:: PASSAGE SHOWN ::
____

Even by the impoverished standards we live by these days, Judge Brett Kavanaugh’s confirmation hearings will likely remain the low point of an already dispiriting political culture for some time. Public displays of rancor and enmity like this haven’t often been seen since the Election of 1800. It may not be unprecedented, but these are bad times for principled, decent politics. What explains it?

In The Concept of the Political, Carl Schmitt famously defined the political sphere as that place where friend and enemy struggle for dominance over their polities. We needn’t hate our enemies – though that is certainly possible – yet, all of the gentle veneers we paint over the essence of the political are distractions from its core content. He tells us that:

Political thought and political instinct prove themselves theoretically and practically in the ability to distinguish friend and enemy. The high points of politics are simultaneously the moments in which the enemy is, in concrete clarity, recognized as the enemy.

Schmitt says that states presuppose the existence of politics, but the modern liberal democratic world engages in a constant mixing up of political and social content, such that “ostensibly neutral domains—religion, culture, education, the economy—then cease to be neutral in the sense that they do not pertain to state and to politics,” with the end result that we create “total states” that make everything political, and demand “state control of the individual.” For Schmitt, political things are distinctively oppositional, not harmonizing.

Emotionally the enemy is easily treated as being evil and ugly, because every distinction, most of all the political, as the strongest and most intense of the distinctions and categories, draws upon other distinctions for support.

Thus: the personal is the political, and it is all too easy to line up children of the light and children of darkness, with no middle ground between.

____

:: EXCERPTED RECORDS ::
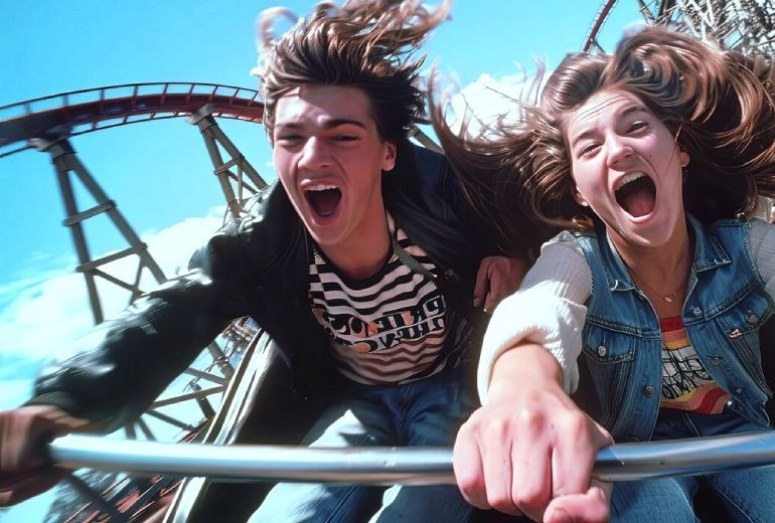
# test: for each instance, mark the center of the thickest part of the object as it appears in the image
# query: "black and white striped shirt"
(389, 328)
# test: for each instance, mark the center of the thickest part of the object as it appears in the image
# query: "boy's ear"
(684, 157)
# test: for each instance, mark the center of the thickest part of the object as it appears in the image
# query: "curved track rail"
(78, 112)
(602, 16)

____

:: REQUIRED ACTIONS ::
- A) In the passage on Schmitt, how did Carl Schmitt define the political sphere?
- B) Edit the passage on Schmitt by giving everything from "Political thought and" down to "oppositional, not harmonizing.", with "neutral" changed to "impartial".

:: EXPECTED RESPONSES ::
- A) He defined it as the place where friend and enemy struggle for dominance over their polities.

- B)
Political thought and political instinct prove themselves theoretically and practically in the ability to distinguish friend and enemy. The high points of politics are simultaneously the moments in which the enemy is, in concrete clarity, recognized as the enemy.

Schmitt says that states presuppose the existence of politics, but the modern liberal democratic world engages in a constant mixing up of political and social content, such that “ostensibly impartial domains—religion, culture, education, the economy—then cease to be impartial in the sense that they do not pertain to state and to politics,” with the end result that we create “total states” that make everything political, and demand “state control of the individual.” For Schmitt, political things are distinctively oppositional, not harmonizing.